**Extracted data:**
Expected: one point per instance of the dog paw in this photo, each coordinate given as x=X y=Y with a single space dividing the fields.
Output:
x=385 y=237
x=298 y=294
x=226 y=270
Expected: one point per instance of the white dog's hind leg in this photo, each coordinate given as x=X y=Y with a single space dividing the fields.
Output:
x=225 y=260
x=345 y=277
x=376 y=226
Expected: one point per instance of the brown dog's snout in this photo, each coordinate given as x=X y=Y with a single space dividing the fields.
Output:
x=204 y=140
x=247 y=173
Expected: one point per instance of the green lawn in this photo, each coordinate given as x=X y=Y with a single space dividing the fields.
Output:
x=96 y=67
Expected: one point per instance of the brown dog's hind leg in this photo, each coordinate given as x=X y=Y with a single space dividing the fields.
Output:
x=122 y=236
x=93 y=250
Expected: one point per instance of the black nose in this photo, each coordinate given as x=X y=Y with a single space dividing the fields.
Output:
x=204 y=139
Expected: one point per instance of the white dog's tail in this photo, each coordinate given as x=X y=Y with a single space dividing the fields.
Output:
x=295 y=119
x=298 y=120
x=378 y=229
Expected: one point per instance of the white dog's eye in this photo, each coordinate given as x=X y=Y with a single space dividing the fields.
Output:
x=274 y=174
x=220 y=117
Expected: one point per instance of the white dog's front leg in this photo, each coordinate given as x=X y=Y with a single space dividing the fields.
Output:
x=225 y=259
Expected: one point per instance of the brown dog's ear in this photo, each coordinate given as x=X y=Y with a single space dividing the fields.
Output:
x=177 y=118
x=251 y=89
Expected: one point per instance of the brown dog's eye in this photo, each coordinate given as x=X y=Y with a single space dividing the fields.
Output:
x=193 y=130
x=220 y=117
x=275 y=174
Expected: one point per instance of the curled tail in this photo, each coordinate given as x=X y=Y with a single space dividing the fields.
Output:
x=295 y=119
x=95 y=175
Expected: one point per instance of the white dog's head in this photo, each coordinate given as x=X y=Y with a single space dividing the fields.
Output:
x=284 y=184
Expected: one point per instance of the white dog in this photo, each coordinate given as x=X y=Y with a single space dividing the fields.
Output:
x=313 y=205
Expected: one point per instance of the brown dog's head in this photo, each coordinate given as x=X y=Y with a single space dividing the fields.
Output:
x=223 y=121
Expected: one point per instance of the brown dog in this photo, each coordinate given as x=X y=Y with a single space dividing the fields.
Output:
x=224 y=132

**Set problem:**
Print every line of the data above verbatim, from first to last, with no changes.

**Task result:**
Expected: one point per instance of the dog paw in this photo, each coordinate given as x=X y=Y with a single space dividing the fields.
Output:
x=385 y=237
x=298 y=294
x=226 y=270
Expected: one point per instance of the white dog's hind leg in this photo, each coordinate given as x=X y=Y with a single space dividing the fields.
Output:
x=225 y=260
x=345 y=277
x=376 y=226
Expected: one point per instance of the brown dog's snout in this photo, each coordinate given as x=X y=Y with a single space dividing the fields.
Output:
x=204 y=140
x=247 y=173
Expected: one point per instance of the green lawn in this photo, each coordinate given as x=X y=Y with a single space dividing the fields.
Output:
x=96 y=67
Expected: one point per instance of the brown dog's hind leg in this photo, each coordinate given as x=X y=Y with a single space dividing the fields.
Output:
x=122 y=236
x=93 y=250
Expected: one point per instance of the black nose in this photo, each coordinate given as x=X y=Y with a single space dividing the fields.
Output:
x=204 y=139
Expected: one point per instance of the white dog's tail in this photo, each coordinate given as x=X y=Y with a single space dividing the fields.
Output:
x=295 y=119
x=298 y=120
x=378 y=229
Expected: one point per instance of the white dog's eye in this photo, each coordinate given as x=X y=Y with a single space dividing the fields.
Output:
x=274 y=174
x=220 y=117
Expected: one point per instance of the white dog's front leg in this photo, each coordinate given as x=X y=Y with a single space dividing the fields.
Output:
x=225 y=259
Expected: one point per instance of the brown dog's ear in this photo, each coordinate given as x=X y=Y with a single space dividing the fields.
Output:
x=177 y=118
x=251 y=89
Expected: one point per instance of the brown dog's eye in this photo, each coordinate given as x=X y=Y with a single space dividing the fields.
Output:
x=193 y=130
x=220 y=117
x=275 y=174
Expected: one point per instance of the curled tail in this photo, each coordinate given as x=X y=Y with a single space dividing the fields.
Output:
x=295 y=119
x=95 y=175
Expected: one point per instance of the white dog's head in this photo, each coordinate given as x=X y=Y with a single space dividing the fields.
Output:
x=284 y=184
Expected: one point per instance of the white dog in this photo, each coordinate given as x=X y=Y with a single space dividing the fields.
Output:
x=313 y=205
Expected: one point per instance of the brown dog's head in this photo, each coordinate given as x=X y=Y with a single space dividing the fields.
Output:
x=223 y=121
Expected: one point per instance of the brown dog in this photo, each coordinate given as x=X y=Y with a single space dividing the fields.
Output:
x=224 y=132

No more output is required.